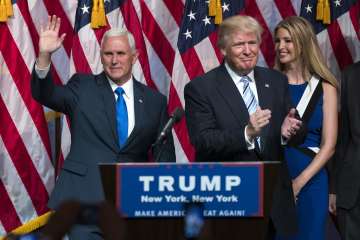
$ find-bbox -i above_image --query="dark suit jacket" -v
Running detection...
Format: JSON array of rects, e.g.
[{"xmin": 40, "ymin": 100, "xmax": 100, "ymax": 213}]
[
  {"xmin": 31, "ymin": 71, "xmax": 175, "ymax": 208},
  {"xmin": 335, "ymin": 62, "xmax": 360, "ymax": 209},
  {"xmin": 185, "ymin": 64, "xmax": 296, "ymax": 234}
]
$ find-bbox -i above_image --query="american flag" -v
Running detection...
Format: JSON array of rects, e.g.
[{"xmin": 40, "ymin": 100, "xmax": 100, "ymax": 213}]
[{"xmin": 0, "ymin": 0, "xmax": 360, "ymax": 236}]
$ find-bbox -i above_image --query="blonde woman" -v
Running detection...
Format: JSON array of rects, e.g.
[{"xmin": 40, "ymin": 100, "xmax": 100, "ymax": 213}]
[{"xmin": 274, "ymin": 16, "xmax": 338, "ymax": 240}]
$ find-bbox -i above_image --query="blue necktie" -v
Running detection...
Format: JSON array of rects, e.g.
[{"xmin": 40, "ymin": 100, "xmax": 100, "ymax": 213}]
[
  {"xmin": 115, "ymin": 87, "xmax": 128, "ymax": 148},
  {"xmin": 240, "ymin": 76, "xmax": 260, "ymax": 149},
  {"xmin": 240, "ymin": 76, "xmax": 258, "ymax": 115}
]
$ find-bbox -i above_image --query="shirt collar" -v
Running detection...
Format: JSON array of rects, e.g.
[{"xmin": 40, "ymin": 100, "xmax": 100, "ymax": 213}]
[
  {"xmin": 225, "ymin": 61, "xmax": 255, "ymax": 84},
  {"xmin": 106, "ymin": 76, "xmax": 134, "ymax": 98}
]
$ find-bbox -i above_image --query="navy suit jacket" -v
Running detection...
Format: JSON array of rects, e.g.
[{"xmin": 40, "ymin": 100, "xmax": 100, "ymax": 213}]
[
  {"xmin": 31, "ymin": 71, "xmax": 175, "ymax": 208},
  {"xmin": 185, "ymin": 64, "xmax": 297, "ymax": 234}
]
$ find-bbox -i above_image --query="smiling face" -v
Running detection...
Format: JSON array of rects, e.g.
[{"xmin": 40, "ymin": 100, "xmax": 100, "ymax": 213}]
[
  {"xmin": 101, "ymin": 35, "xmax": 138, "ymax": 85},
  {"xmin": 275, "ymin": 28, "xmax": 297, "ymax": 64},
  {"xmin": 221, "ymin": 31, "xmax": 260, "ymax": 74}
]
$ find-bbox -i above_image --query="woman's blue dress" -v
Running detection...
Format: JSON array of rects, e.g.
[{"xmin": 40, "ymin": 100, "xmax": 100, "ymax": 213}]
[{"xmin": 277, "ymin": 82, "xmax": 329, "ymax": 240}]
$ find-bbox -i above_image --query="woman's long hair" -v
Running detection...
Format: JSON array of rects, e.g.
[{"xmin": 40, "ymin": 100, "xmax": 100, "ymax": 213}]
[{"xmin": 274, "ymin": 16, "xmax": 338, "ymax": 88}]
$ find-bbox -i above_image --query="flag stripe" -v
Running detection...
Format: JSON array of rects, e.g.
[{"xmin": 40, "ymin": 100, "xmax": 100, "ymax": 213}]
[
  {"xmin": 245, "ymin": 0, "xmax": 275, "ymax": 66},
  {"xmin": 164, "ymin": 0, "xmax": 184, "ymax": 26},
  {"xmin": 0, "ymin": 135, "xmax": 36, "ymax": 222},
  {"xmin": 274, "ymin": 0, "xmax": 296, "ymax": 18},
  {"xmin": 0, "ymin": 98, "xmax": 48, "ymax": 214},
  {"xmin": 120, "ymin": 1, "xmax": 156, "ymax": 89},
  {"xmin": 209, "ymin": 32, "xmax": 223, "ymax": 63},
  {"xmin": 141, "ymin": 2, "xmax": 175, "ymax": 73},
  {"xmin": 43, "ymin": 0, "xmax": 74, "ymax": 56},
  {"xmin": 349, "ymin": 1, "xmax": 360, "ymax": 40},
  {"xmin": 0, "ymin": 178, "xmax": 21, "ymax": 232},
  {"xmin": 327, "ymin": 21, "xmax": 353, "ymax": 69},
  {"xmin": 0, "ymin": 24, "xmax": 51, "ymax": 161}
]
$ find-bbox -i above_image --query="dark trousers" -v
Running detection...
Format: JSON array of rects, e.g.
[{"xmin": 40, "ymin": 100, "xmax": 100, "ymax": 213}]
[{"xmin": 337, "ymin": 194, "xmax": 360, "ymax": 240}]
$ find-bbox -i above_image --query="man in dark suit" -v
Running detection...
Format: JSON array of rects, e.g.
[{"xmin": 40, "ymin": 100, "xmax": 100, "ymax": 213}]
[
  {"xmin": 335, "ymin": 62, "xmax": 360, "ymax": 240},
  {"xmin": 185, "ymin": 16, "xmax": 301, "ymax": 238},
  {"xmin": 31, "ymin": 16, "xmax": 175, "ymax": 239}
]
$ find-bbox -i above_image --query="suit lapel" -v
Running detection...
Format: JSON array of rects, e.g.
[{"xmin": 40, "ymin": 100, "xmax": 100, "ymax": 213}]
[
  {"xmin": 122, "ymin": 78, "xmax": 146, "ymax": 150},
  {"xmin": 254, "ymin": 67, "xmax": 272, "ymax": 152},
  {"xmin": 96, "ymin": 72, "xmax": 119, "ymax": 151},
  {"xmin": 216, "ymin": 64, "xmax": 249, "ymax": 126}
]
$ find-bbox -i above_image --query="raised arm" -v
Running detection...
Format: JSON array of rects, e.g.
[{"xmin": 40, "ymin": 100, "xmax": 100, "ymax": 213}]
[{"xmin": 37, "ymin": 15, "xmax": 66, "ymax": 68}]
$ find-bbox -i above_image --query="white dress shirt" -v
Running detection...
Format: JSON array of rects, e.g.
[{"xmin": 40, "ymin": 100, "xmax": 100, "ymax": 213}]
[{"xmin": 107, "ymin": 76, "xmax": 135, "ymax": 137}]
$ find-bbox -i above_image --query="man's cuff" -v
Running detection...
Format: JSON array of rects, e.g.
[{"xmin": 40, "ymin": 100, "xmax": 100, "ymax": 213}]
[
  {"xmin": 35, "ymin": 62, "xmax": 50, "ymax": 79},
  {"xmin": 244, "ymin": 126, "xmax": 255, "ymax": 150}
]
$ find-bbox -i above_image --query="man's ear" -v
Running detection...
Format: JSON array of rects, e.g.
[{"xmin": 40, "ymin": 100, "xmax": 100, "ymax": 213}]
[
  {"xmin": 220, "ymin": 48, "xmax": 226, "ymax": 57},
  {"xmin": 132, "ymin": 50, "xmax": 139, "ymax": 64}
]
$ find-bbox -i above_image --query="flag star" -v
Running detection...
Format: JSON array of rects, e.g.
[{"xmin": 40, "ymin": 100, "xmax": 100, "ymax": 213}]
[
  {"xmin": 80, "ymin": 3, "xmax": 90, "ymax": 14},
  {"xmin": 183, "ymin": 29, "xmax": 192, "ymax": 39},
  {"xmin": 203, "ymin": 16, "xmax": 211, "ymax": 26},
  {"xmin": 187, "ymin": 10, "xmax": 196, "ymax": 21},
  {"xmin": 221, "ymin": 2, "xmax": 230, "ymax": 12},
  {"xmin": 305, "ymin": 4, "xmax": 312, "ymax": 13}
]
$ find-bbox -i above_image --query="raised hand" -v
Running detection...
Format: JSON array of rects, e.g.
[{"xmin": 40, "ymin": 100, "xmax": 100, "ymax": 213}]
[
  {"xmin": 38, "ymin": 15, "xmax": 66, "ymax": 67},
  {"xmin": 281, "ymin": 108, "xmax": 302, "ymax": 139},
  {"xmin": 246, "ymin": 107, "xmax": 271, "ymax": 140}
]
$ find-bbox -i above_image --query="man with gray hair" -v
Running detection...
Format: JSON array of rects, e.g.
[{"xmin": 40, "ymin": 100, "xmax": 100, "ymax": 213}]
[
  {"xmin": 31, "ymin": 16, "xmax": 175, "ymax": 239},
  {"xmin": 184, "ymin": 15, "xmax": 301, "ymax": 238}
]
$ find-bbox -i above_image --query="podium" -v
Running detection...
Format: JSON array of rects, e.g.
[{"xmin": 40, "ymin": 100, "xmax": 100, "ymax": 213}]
[{"xmin": 99, "ymin": 162, "xmax": 280, "ymax": 240}]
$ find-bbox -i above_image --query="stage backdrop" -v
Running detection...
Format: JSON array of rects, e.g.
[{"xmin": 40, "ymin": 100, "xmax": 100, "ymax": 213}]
[{"xmin": 0, "ymin": 0, "xmax": 360, "ymax": 236}]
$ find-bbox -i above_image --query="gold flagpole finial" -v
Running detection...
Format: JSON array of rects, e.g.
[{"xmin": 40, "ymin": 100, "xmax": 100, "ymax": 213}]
[
  {"xmin": 323, "ymin": 0, "xmax": 331, "ymax": 24},
  {"xmin": 0, "ymin": 0, "xmax": 7, "ymax": 22},
  {"xmin": 209, "ymin": 0, "xmax": 217, "ymax": 17},
  {"xmin": 215, "ymin": 0, "xmax": 222, "ymax": 24},
  {"xmin": 316, "ymin": 0, "xmax": 324, "ymax": 20},
  {"xmin": 90, "ymin": 0, "xmax": 99, "ymax": 29}
]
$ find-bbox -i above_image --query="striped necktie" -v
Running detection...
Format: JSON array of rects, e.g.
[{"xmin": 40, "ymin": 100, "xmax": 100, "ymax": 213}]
[
  {"xmin": 240, "ymin": 76, "xmax": 258, "ymax": 115},
  {"xmin": 115, "ymin": 87, "xmax": 128, "ymax": 148},
  {"xmin": 240, "ymin": 75, "xmax": 261, "ymax": 149}
]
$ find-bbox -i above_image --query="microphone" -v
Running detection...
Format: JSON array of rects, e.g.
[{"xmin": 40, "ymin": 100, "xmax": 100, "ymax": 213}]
[{"xmin": 153, "ymin": 107, "xmax": 184, "ymax": 146}]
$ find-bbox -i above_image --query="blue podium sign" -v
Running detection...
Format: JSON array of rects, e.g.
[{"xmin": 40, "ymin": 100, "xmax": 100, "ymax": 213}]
[{"xmin": 116, "ymin": 162, "xmax": 264, "ymax": 218}]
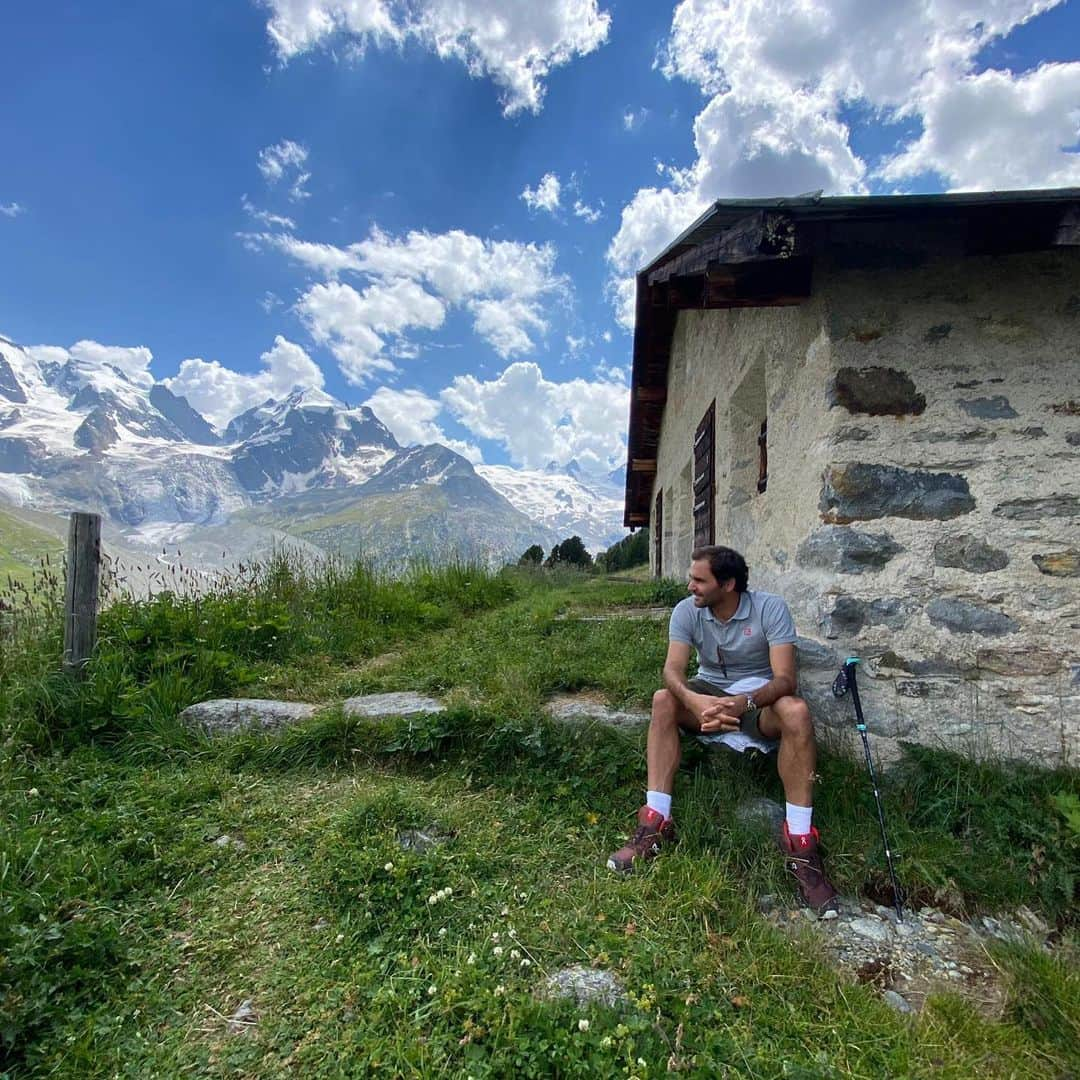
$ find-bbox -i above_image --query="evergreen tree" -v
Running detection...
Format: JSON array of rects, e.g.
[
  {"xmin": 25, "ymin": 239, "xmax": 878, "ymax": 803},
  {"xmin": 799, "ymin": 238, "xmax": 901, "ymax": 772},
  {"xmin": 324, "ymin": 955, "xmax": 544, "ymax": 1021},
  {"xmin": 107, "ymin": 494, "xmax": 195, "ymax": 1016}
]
[
  {"xmin": 517, "ymin": 543, "xmax": 543, "ymax": 566},
  {"xmin": 596, "ymin": 529, "xmax": 649, "ymax": 573},
  {"xmin": 544, "ymin": 537, "xmax": 593, "ymax": 569}
]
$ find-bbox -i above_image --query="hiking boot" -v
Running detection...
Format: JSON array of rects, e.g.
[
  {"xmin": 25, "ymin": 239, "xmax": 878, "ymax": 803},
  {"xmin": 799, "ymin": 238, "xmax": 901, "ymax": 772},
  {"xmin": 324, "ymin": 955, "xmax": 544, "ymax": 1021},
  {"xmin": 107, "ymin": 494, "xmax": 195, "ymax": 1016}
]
[
  {"xmin": 608, "ymin": 807, "xmax": 675, "ymax": 873},
  {"xmin": 780, "ymin": 821, "xmax": 840, "ymax": 915}
]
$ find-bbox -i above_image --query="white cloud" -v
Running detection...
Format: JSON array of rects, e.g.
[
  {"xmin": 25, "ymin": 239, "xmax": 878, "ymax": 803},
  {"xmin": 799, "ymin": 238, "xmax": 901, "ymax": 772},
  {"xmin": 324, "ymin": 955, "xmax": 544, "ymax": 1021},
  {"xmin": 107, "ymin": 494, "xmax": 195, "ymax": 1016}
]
[
  {"xmin": 266, "ymin": 0, "xmax": 403, "ymax": 62},
  {"xmin": 240, "ymin": 195, "xmax": 296, "ymax": 229},
  {"xmin": 364, "ymin": 387, "xmax": 484, "ymax": 464},
  {"xmin": 519, "ymin": 173, "xmax": 562, "ymax": 214},
  {"xmin": 243, "ymin": 232, "xmax": 361, "ymax": 279},
  {"xmin": 162, "ymin": 335, "xmax": 324, "ymax": 428},
  {"xmin": 259, "ymin": 0, "xmax": 611, "ymax": 116},
  {"xmin": 881, "ymin": 63, "xmax": 1080, "ymax": 191},
  {"xmin": 441, "ymin": 361, "xmax": 630, "ymax": 471},
  {"xmin": 258, "ymin": 138, "xmax": 311, "ymax": 202},
  {"xmin": 608, "ymin": 0, "xmax": 1080, "ymax": 325},
  {"xmin": 68, "ymin": 341, "xmax": 153, "ymax": 387},
  {"xmin": 297, "ymin": 278, "xmax": 446, "ymax": 384},
  {"xmin": 241, "ymin": 227, "xmax": 565, "ymax": 383},
  {"xmin": 573, "ymin": 199, "xmax": 604, "ymax": 225}
]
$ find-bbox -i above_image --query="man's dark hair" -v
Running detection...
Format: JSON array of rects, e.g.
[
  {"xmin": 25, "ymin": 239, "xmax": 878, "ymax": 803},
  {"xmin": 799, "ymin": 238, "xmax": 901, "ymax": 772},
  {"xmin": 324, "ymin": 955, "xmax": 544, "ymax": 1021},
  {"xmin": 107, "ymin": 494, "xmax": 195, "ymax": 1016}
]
[{"xmin": 690, "ymin": 544, "xmax": 750, "ymax": 593}]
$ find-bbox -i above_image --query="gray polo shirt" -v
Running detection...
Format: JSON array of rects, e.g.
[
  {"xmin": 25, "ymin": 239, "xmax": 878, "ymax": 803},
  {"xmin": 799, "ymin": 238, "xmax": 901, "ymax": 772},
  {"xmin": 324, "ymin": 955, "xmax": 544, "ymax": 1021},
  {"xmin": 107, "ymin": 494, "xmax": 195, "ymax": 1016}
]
[{"xmin": 667, "ymin": 590, "xmax": 795, "ymax": 689}]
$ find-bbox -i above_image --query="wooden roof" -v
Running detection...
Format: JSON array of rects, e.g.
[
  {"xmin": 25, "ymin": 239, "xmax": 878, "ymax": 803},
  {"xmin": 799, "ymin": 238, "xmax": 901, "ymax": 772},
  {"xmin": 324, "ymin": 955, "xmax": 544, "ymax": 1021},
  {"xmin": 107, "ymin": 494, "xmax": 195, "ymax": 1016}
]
[{"xmin": 623, "ymin": 188, "xmax": 1080, "ymax": 528}]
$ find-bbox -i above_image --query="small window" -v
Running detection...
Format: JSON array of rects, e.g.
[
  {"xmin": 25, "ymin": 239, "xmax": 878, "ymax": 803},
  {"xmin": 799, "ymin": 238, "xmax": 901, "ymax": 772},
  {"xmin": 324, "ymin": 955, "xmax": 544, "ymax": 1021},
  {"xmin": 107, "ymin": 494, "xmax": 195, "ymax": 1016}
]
[
  {"xmin": 651, "ymin": 490, "xmax": 664, "ymax": 578},
  {"xmin": 757, "ymin": 420, "xmax": 769, "ymax": 495},
  {"xmin": 693, "ymin": 401, "xmax": 716, "ymax": 548}
]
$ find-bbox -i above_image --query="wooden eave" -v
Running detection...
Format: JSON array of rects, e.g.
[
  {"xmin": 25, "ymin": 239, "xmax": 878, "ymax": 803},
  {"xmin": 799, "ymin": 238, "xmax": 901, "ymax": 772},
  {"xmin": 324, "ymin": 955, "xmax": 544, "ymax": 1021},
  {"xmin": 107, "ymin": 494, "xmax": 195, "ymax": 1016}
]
[{"xmin": 623, "ymin": 188, "xmax": 1080, "ymax": 528}]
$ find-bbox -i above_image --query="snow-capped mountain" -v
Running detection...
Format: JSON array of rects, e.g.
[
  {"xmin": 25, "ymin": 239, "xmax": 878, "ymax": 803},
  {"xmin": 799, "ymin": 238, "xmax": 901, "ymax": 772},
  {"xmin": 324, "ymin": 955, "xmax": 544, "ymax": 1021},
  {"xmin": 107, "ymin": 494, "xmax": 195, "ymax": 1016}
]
[
  {"xmin": 226, "ymin": 388, "xmax": 401, "ymax": 498},
  {"xmin": 476, "ymin": 461, "xmax": 626, "ymax": 554},
  {"xmin": 0, "ymin": 337, "xmax": 622, "ymax": 565}
]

- Written instruction
Pull out every line above that contains the word "necktie".

- Solution to the problem
$ find-bbox -i above_image --query="blue necktie" -v
$ find-bbox -i above_image --query="striped necktie" -v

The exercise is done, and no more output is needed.